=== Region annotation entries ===
-*-

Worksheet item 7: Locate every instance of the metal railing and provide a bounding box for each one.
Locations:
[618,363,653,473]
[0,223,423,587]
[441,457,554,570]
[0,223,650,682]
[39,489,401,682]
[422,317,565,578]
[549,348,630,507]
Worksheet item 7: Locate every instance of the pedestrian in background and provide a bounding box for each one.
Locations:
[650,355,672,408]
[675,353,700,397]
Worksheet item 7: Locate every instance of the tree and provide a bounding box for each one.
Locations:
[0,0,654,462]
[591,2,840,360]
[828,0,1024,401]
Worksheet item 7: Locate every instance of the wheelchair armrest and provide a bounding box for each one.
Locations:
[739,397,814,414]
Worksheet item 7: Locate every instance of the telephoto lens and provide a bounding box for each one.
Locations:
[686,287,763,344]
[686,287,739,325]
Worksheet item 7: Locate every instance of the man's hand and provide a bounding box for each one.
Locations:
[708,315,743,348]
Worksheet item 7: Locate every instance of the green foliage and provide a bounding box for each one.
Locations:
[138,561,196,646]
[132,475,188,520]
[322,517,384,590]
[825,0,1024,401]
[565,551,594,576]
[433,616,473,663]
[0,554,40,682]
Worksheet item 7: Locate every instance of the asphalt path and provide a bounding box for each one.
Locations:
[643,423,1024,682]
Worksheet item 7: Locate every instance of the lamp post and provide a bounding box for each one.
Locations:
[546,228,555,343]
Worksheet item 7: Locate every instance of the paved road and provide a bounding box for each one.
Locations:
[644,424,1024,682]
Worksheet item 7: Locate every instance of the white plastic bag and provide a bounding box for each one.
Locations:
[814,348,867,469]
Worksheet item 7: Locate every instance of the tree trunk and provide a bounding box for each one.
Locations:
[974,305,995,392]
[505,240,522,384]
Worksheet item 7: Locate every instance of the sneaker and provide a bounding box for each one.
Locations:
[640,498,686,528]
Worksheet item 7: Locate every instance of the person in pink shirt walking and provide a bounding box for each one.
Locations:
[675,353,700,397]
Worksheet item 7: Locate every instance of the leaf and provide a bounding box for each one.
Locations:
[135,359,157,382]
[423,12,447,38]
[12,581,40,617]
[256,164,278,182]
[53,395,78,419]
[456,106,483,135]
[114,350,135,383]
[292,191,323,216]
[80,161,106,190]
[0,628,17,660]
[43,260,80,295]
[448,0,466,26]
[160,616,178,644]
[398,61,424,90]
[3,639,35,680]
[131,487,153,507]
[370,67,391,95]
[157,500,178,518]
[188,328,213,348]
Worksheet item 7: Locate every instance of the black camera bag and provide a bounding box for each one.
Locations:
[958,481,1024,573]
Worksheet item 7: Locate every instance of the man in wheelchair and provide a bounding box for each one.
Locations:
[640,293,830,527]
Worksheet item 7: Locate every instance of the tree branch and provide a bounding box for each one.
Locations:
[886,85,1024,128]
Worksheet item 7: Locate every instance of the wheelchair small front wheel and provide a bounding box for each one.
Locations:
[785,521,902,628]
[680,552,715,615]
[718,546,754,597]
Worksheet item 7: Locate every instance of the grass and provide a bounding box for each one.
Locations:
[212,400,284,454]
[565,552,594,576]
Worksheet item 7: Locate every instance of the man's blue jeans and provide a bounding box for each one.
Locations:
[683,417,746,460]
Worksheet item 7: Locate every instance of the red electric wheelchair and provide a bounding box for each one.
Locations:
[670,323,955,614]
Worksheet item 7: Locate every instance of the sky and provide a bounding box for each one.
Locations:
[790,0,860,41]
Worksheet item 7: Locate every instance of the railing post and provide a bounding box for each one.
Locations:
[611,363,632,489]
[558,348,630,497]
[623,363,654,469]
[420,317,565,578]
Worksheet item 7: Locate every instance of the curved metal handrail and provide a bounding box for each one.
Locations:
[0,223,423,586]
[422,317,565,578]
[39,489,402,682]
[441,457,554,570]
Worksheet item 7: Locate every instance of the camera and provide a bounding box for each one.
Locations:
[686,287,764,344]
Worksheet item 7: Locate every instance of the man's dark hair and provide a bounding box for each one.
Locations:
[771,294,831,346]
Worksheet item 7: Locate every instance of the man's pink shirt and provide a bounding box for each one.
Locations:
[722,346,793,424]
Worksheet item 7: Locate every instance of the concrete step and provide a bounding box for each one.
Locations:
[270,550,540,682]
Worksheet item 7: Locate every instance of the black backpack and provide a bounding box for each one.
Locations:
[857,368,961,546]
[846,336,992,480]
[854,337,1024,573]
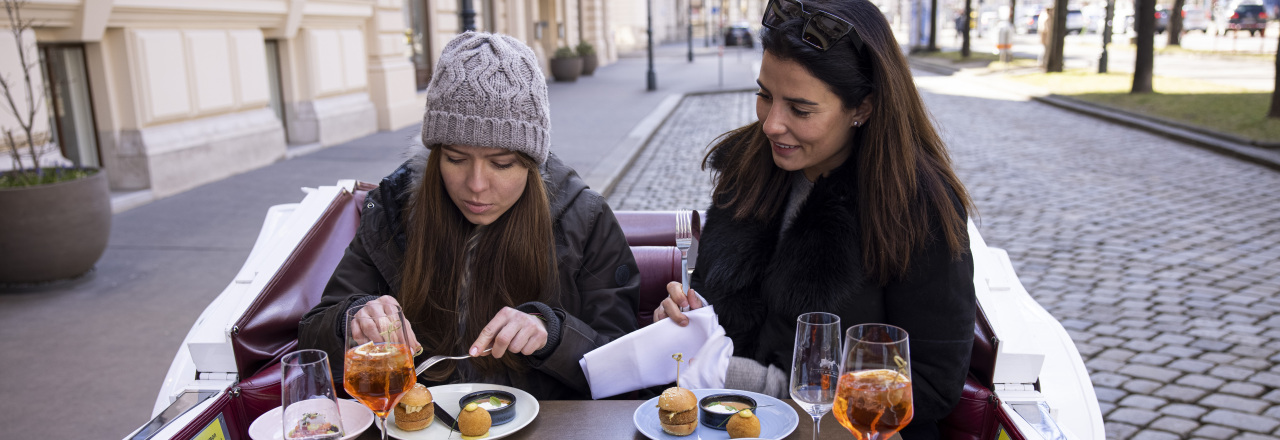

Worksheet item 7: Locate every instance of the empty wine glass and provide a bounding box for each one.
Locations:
[791,312,840,440]
[280,349,346,440]
[835,324,914,440]
[342,302,417,440]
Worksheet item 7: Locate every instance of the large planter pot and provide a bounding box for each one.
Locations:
[552,56,582,82]
[582,54,600,77]
[0,170,111,284]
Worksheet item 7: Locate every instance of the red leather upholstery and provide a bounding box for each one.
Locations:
[631,246,680,327]
[198,183,374,439]
[613,211,703,248]
[232,192,360,377]
[938,372,998,440]
[177,203,1009,440]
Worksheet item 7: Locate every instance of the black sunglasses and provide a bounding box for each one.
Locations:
[760,0,863,51]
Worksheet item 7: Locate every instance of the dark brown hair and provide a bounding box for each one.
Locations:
[399,146,557,381]
[703,0,973,284]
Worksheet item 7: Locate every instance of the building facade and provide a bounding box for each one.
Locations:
[0,0,617,197]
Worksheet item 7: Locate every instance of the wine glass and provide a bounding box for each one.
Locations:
[791,312,840,440]
[342,303,417,440]
[280,349,346,440]
[835,324,914,440]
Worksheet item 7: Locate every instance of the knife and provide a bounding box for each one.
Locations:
[433,403,458,432]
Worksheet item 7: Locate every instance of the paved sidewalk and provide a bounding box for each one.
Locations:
[0,41,759,439]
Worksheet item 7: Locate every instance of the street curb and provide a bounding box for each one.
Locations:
[908,58,1280,171]
[584,88,755,197]
[582,93,686,197]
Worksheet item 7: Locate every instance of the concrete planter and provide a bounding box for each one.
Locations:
[0,170,111,285]
[582,54,600,77]
[552,56,582,82]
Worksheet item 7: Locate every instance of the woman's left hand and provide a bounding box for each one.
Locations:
[470,307,547,358]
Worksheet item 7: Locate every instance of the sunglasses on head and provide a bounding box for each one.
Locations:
[760,0,863,51]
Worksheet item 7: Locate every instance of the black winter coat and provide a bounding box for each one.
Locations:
[690,146,977,440]
[298,153,640,399]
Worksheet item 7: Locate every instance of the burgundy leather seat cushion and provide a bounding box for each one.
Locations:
[631,246,681,327]
[938,373,997,440]
[613,211,703,246]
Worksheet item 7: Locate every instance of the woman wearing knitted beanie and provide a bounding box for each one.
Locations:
[298,32,640,399]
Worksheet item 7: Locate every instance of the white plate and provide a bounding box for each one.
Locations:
[632,389,800,440]
[248,399,374,440]
[387,384,541,440]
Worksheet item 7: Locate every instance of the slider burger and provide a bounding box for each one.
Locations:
[396,384,435,431]
[658,386,698,436]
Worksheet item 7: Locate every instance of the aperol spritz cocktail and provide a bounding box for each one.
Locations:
[342,303,417,440]
[832,324,914,440]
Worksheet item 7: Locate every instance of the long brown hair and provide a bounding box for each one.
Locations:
[399,146,557,381]
[703,0,973,285]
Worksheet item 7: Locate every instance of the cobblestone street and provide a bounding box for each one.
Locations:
[611,72,1280,439]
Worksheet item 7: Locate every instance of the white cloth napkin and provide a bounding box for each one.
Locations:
[579,306,733,399]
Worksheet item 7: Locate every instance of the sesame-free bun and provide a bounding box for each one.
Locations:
[458,403,493,437]
[401,384,431,407]
[658,386,698,436]
[662,420,698,436]
[393,384,435,431]
[726,409,760,439]
[658,386,698,412]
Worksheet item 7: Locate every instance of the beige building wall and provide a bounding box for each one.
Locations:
[0,0,421,197]
[0,0,624,197]
[402,0,617,82]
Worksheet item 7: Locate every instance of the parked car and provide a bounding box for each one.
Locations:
[724,24,755,47]
[1222,5,1267,37]
[1183,6,1210,33]
[1015,13,1039,33]
[1124,5,1169,33]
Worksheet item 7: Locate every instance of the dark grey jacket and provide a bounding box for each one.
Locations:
[298,152,640,399]
[690,139,977,440]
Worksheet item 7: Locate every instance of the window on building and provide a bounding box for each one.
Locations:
[40,43,102,168]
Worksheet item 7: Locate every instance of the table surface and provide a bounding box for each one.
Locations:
[358,399,865,440]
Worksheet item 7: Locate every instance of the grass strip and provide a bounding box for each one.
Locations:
[1010,69,1280,142]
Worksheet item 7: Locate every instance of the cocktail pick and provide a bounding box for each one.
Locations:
[671,353,685,388]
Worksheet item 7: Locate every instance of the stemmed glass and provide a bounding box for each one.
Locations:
[280,349,346,440]
[835,324,914,440]
[791,312,840,440]
[342,303,417,440]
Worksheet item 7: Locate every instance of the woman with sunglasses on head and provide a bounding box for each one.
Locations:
[654,0,977,439]
[298,32,640,399]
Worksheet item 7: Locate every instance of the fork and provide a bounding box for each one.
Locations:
[676,210,694,301]
[413,348,492,376]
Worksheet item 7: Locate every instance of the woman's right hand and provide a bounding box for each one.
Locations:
[653,281,703,327]
[347,295,422,357]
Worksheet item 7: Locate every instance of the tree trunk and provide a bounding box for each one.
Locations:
[1267,30,1280,118]
[1165,0,1187,46]
[960,0,973,58]
[929,0,938,52]
[1044,0,1068,72]
[1098,0,1116,73]
[1130,0,1156,93]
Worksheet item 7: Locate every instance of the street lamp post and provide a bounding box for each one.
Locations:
[645,0,658,92]
[460,0,476,32]
[685,0,694,63]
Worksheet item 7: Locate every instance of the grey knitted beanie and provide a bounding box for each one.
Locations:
[422,32,552,165]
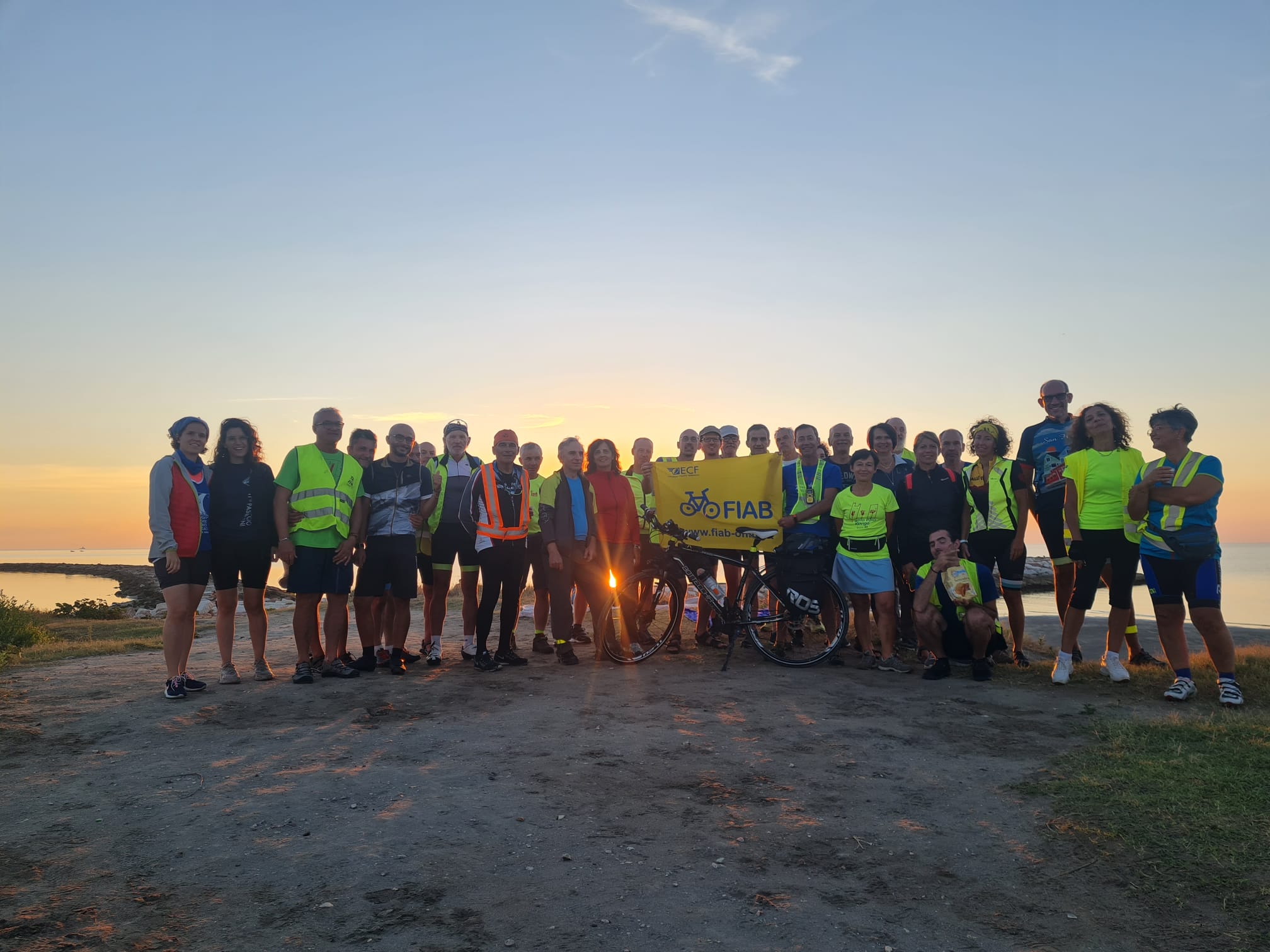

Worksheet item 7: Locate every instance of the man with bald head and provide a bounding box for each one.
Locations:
[886,416,917,466]
[350,422,437,674]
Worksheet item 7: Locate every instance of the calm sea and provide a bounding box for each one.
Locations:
[0,543,1270,627]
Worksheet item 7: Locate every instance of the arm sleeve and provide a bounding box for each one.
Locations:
[150,457,176,552]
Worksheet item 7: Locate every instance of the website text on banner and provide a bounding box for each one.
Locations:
[653,453,784,552]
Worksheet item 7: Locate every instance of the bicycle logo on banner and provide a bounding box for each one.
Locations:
[680,487,719,519]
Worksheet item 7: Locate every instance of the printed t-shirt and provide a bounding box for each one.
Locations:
[829,484,899,561]
[781,460,842,538]
[274,447,366,548]
[1134,456,1224,558]
[1015,416,1072,511]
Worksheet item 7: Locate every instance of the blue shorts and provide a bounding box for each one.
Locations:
[1141,555,1221,608]
[287,546,353,596]
[833,552,895,596]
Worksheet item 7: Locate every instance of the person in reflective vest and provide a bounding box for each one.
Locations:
[961,417,1031,666]
[273,406,370,684]
[467,429,530,671]
[1128,405,1244,707]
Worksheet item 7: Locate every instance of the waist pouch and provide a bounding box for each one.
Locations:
[838,536,886,552]
[1160,526,1216,562]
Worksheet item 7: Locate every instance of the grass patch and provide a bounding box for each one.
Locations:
[13,616,174,664]
[992,645,1270,712]
[1024,711,1270,949]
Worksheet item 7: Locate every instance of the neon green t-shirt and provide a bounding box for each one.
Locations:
[829,484,899,562]
[273,447,366,548]
[1081,450,1124,530]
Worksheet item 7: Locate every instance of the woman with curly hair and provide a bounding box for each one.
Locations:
[570,439,639,645]
[961,416,1030,667]
[211,416,278,684]
[1051,404,1144,684]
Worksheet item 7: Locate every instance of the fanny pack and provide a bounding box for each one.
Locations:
[1160,526,1218,562]
[838,536,886,552]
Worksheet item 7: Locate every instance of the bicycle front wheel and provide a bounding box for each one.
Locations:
[605,570,684,664]
[744,569,849,667]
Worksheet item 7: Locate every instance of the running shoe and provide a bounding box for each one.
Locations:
[1165,678,1195,701]
[321,657,362,678]
[180,671,207,691]
[1049,654,1076,684]
[1099,655,1129,682]
[878,655,913,674]
[1216,678,1244,707]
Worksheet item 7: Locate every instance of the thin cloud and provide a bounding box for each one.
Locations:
[626,0,800,82]
[521,414,564,430]
[366,410,450,422]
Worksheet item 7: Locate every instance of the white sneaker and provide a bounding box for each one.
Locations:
[1049,657,1072,684]
[1165,678,1195,701]
[1099,655,1129,682]
[1216,678,1244,707]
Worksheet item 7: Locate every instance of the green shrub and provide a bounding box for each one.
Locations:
[0,591,50,667]
[54,598,126,621]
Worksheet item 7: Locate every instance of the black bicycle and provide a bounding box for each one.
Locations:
[605,511,849,670]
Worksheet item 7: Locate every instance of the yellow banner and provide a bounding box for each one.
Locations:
[653,453,782,552]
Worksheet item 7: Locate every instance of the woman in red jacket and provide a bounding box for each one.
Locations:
[570,439,639,643]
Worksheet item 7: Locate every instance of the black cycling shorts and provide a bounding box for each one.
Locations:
[212,542,273,591]
[1033,505,1072,565]
[353,536,419,599]
[432,522,480,572]
[1069,530,1138,612]
[966,530,1027,591]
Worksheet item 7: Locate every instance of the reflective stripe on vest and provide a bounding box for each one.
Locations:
[963,460,1019,532]
[476,463,530,540]
[790,460,824,526]
[1141,450,1205,552]
[291,443,362,538]
[624,467,661,543]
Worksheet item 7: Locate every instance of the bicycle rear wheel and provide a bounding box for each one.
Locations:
[744,569,849,667]
[605,570,684,664]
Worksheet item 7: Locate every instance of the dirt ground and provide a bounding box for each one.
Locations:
[0,612,1259,952]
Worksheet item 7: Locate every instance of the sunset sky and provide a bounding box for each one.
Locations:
[0,0,1270,553]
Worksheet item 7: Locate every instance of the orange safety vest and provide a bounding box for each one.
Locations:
[476,463,530,540]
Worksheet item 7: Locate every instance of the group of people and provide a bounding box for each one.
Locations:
[150,380,1242,705]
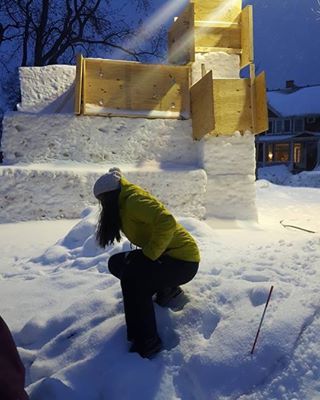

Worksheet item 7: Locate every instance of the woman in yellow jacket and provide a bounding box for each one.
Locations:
[93,168,200,357]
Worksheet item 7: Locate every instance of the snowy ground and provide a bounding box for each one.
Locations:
[0,170,320,400]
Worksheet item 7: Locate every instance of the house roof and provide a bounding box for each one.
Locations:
[256,131,320,143]
[267,85,320,118]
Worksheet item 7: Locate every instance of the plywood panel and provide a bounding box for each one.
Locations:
[74,54,83,114]
[254,72,268,133]
[241,6,254,68]
[168,3,195,65]
[84,59,190,117]
[193,0,242,22]
[195,24,241,49]
[213,79,253,135]
[190,71,215,140]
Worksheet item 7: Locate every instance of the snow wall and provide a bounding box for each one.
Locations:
[0,53,257,222]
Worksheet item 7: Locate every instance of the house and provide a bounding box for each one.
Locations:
[256,81,320,172]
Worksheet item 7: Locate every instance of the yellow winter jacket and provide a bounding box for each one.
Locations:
[119,177,200,262]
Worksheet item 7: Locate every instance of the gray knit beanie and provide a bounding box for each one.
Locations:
[93,167,121,198]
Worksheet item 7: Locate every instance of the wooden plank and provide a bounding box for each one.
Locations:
[168,3,195,65]
[193,0,242,22]
[195,24,241,49]
[195,46,242,55]
[241,5,254,68]
[190,71,215,140]
[81,59,190,115]
[212,79,253,135]
[249,64,257,133]
[254,72,269,134]
[74,54,83,115]
[82,58,87,115]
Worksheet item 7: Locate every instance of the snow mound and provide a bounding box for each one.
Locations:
[8,208,320,400]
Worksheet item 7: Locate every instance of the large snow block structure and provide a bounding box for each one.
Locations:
[0,0,267,222]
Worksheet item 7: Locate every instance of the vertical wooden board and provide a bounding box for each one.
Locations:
[249,64,256,133]
[74,54,83,115]
[190,71,215,140]
[195,25,241,49]
[254,72,269,133]
[241,5,254,68]
[82,60,190,114]
[193,0,242,22]
[82,58,87,115]
[213,79,253,135]
[168,3,195,65]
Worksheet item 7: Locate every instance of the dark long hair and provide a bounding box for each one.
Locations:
[96,189,121,248]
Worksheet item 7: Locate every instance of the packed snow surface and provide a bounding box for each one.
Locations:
[0,167,320,400]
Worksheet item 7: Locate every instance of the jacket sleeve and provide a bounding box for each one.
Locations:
[130,195,177,260]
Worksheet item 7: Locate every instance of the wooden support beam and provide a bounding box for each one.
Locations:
[168,3,195,65]
[254,72,269,134]
[212,79,253,135]
[190,71,215,140]
[193,0,242,22]
[74,54,83,115]
[241,6,254,68]
[83,59,190,118]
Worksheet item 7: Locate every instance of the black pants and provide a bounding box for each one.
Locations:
[108,250,199,341]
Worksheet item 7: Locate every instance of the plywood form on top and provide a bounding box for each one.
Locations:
[212,79,254,135]
[192,0,242,22]
[168,0,253,67]
[253,72,269,133]
[191,71,268,140]
[190,71,215,140]
[241,5,254,68]
[168,3,195,65]
[74,54,83,115]
[83,59,190,115]
[195,24,241,53]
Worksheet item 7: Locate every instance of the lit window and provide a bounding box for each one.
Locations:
[268,119,274,133]
[307,117,316,124]
[284,119,291,132]
[276,119,282,133]
[293,143,301,164]
[273,143,290,162]
[294,118,304,132]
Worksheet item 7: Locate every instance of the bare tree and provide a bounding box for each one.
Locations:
[0,0,164,66]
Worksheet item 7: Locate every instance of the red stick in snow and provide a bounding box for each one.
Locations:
[251,286,273,354]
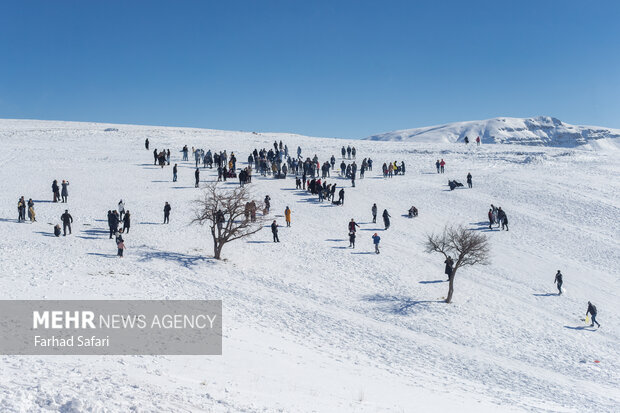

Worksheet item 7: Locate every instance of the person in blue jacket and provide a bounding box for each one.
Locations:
[372,232,381,254]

-*-

=== Job ===
Tally the lines in the data above that contain the string "metal", treating case as significant, and give only the number.

=== Result ===
2